◆ **Text shown**:
begin

# Dash Pad for 1970 GTO



## tyspet (Mar 16, 2008)

I've been researching the cost to restore a 70 GTO interior - cant seem to find any repro dash pads. I've found dash pad covers for the 70, and I've seen in the ames catalogue there is a dash pad listed, but with no cost and just that you need to call them about it.
Do most people just use the pad covers?? I dont picture those working that well.
Where should I look??


----------



## Rukee (Feb 8, 2007)

Welcome to the forums ! 
Check this thread. 
http://www.gtoforum.com/f12/just-installed-dash-cap-my-70-goat-looks-awsome-15464/


----------



## 05GTO (Oct 6, 2004)

Try the parts place, part number IN3028G, they are RECONDITIONED and expensive,

The Parts Place Is The Largest Supplier Of Chevrolet Buick Oldsmobile and Pontiac Restoration Parts


----------



## tyspet (Mar 16, 2008)

Right on, thanks for the links guys. That reconditioned pad is REALLY expensive, wow!! 
The dash pad cover does look pretty sweet Rukee, what kind of prep work was involved?? I think that is the way I will end up going if I buy the car I'm lookin at.


----------



## Rukee (Feb 8, 2007)

I`m not sure what the prop work was, jump into that thread and ask 70455goat what it took to put it on.


----------



## 70gto (Mar 19, 2008)

I used Just dashes 2 years ago and it came back sweet, I almost purchased the cap it looks good , grain is slightly off but only if you really know the difference ,


----------



## 70455goat (Nov 5, 2007)

tyspet said:


> I've been researching the cost to restore a 70 GTO interior - cant seem to find any repro dash pads. I've found dash pad covers for the 70, and I've seen in the ames catalogue there is a dash pad listed, but with no cost and just that you need to call them about it.
> Do most people just use the pad covers?? I dont picture those working that well.
> Where should I look??


Hi everyone,

I haven't been on the site in a while. I just happen to have a few minutes this evening and decided to log in and see what was up.... and see that my ears should have been ringing!!

end

◆ **Entries pointing to labeled objects**:
begin

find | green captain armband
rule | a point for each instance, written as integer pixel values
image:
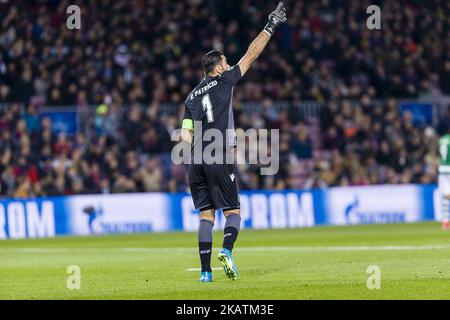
(188, 124)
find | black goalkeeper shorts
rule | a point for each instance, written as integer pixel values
(214, 186)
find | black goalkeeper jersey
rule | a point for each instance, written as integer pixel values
(211, 104)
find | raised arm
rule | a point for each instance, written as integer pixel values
(277, 17)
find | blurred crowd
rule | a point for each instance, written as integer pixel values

end

◆ **To-do list**:
**A)** In the dash pad thread, why does Rukee suggest asking 70455goat about putting on the dash pad cover?
**B)** Repeat the dash pad thread between "Try the parts" and "I'm lookin at.", inclusive.

◆ **Solutions**:
**A)** Rukee isn't sure what prep work was involved. So Rukee suggests going into the linked thread and asking 70455goat what it took to put the cover on.

**B)**
Try the parts place, part number IN3028G, they are RECONDITIONED and expensive,

The Parts Place Is The Largest Supplier Of Chevrolet Buick Oldsmobile and Pontiac Restoration Parts


----------



## tyspet (Mar 16, 2008)

Right on, thanks for the links guys. That reconditioned pad is REALLY expensive, wow!! 
The dash pad cover does look pretty sweet Rukee, what kind of prep work was involved?? I think that is the way I will end up going if I buy the car I'm lookin at.